▶ Text shown
Ultra-Thin biPoly TOPCon Solar Cell Reaches 19.7% Efficiency

The rising cost of materials has pushed manufacturers to adopt increasingly thinner wafers. In addition to lowering material consumption, reducing silicon wafer thickness also makes solar cells lighter – an attractive proposition for applications such as building-integrated photovoltaics (BIPV), portable power systems and wearable electronics. However, thinner wafers are more fragile. They are also more susceptible to recombination losses, making it difficult to maintain high performance levels.

Researchers from the National University of Singapore (NUS), the Solar Energy Research Institute of Singapore (SERIS), and AGH University of Krakow explored the extent to which silicon wafer thickness can be reduced while maintaining good device performance.

▶ Your tasks
#1 Condense the paragraph of the solar cell article that begins "The rising cost of materials" into a short bulleted list that keeps its main facts.
#2 From the solar cell article, reproduce the passage starting with "The rising cost" and going on through "good device performance.", word for word.

▶ Dataset extract
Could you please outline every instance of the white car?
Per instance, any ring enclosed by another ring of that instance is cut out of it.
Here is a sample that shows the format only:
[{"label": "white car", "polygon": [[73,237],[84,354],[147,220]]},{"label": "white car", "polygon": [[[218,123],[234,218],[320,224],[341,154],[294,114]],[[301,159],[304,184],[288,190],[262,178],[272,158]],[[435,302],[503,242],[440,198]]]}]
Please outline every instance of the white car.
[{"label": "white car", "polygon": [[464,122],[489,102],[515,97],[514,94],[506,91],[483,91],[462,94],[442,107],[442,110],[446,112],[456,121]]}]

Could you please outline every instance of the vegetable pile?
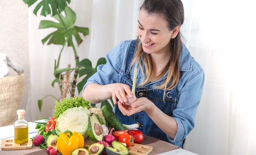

▶ Answers by task
#1
- Rising material costs have led manufacturers to use ever thinner wafers.
- Thinner silicon wafers use less material and make solar cells lighter, which suits building-integrated photovoltaics (BIPV), portable power systems and wearable electronics.
- Thinner wafers are more fragile.
- Thinner wafers are also more prone to recombination losses, which makes high performance hard to maintain.

#2
The rising cost of materials has pushed manufacturers to adopt increasingly thinner wafers. In addition to lowering material consumption, reducing silicon wafer thickness also makes solar cells lighter – an attractive proposition for applications such as building-integrated photovoltaics (BIPV), portable power systems and wearable electronics. However, thinner wafers are more fragile. They are also more susceptible to recombination losses, making it difficult to maintain high performance levels.

Researchers from the National University of Singapore (NUS), the Solar Energy Research Institute of Singapore (SERIS), and AGH University of Krakow explored the extent to which silicon wafer thickness can be reduced while maintaining good device performance.